- _DATASET RECORDS_:
※

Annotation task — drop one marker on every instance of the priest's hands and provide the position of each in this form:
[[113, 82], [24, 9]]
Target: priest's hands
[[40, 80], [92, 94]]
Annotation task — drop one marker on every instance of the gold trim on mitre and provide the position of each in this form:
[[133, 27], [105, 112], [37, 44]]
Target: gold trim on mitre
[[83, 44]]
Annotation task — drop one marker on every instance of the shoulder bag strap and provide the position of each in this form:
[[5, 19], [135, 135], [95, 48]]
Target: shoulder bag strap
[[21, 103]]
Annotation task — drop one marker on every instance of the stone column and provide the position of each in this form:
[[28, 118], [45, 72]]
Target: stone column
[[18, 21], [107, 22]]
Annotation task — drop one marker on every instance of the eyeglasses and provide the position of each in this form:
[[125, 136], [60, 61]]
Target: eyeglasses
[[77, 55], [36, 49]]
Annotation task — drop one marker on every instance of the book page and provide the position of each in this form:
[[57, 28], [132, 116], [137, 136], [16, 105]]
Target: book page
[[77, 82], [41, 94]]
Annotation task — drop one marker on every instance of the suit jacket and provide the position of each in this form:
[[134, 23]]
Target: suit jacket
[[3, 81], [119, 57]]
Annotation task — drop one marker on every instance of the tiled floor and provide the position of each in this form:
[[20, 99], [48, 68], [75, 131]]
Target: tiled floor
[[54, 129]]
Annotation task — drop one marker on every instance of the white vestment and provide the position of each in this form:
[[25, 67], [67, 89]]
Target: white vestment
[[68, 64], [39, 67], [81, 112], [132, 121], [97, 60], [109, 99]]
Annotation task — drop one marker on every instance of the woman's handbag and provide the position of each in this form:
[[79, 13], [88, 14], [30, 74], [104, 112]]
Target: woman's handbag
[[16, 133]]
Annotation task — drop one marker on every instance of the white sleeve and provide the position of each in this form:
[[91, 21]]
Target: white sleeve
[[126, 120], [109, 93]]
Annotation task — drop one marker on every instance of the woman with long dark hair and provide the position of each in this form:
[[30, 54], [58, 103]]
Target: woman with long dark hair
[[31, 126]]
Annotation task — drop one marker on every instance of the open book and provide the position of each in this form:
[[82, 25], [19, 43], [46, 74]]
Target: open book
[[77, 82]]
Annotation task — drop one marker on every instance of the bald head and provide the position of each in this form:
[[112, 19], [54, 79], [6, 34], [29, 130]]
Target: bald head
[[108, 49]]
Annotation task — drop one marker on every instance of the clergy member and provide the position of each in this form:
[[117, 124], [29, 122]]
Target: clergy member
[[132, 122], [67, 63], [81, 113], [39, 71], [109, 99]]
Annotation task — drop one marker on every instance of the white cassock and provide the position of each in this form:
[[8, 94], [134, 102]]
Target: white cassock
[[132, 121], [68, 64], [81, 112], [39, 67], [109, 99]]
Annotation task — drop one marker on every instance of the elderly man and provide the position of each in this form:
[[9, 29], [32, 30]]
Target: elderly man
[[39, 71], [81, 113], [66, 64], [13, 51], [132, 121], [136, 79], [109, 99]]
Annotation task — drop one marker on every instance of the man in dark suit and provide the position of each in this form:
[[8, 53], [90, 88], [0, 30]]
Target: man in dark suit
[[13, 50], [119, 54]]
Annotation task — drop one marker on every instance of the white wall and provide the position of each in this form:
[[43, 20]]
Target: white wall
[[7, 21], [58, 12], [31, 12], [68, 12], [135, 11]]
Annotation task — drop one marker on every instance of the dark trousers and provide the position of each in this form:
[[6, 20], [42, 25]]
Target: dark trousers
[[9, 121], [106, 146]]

※

- _EXERCISE OBJECTIVE_: Using the listing above, return word for word each line from the one that has "Target: book page" through the one that has "[[20, 99], [48, 68], [75, 131]]", and no line outside that range.

- _TASK OUTPUT_:
Target: book page
[[77, 82], [41, 94]]
Annotation task — drop one marker on every instance of the suit jacket and provide the position of each in this form:
[[134, 23]]
Target: suit jacket
[[3, 81], [119, 57]]
Annotation task — drop one marker on every instance of the tiled floor and provide the position of each in this form:
[[20, 99], [48, 68], [75, 131]]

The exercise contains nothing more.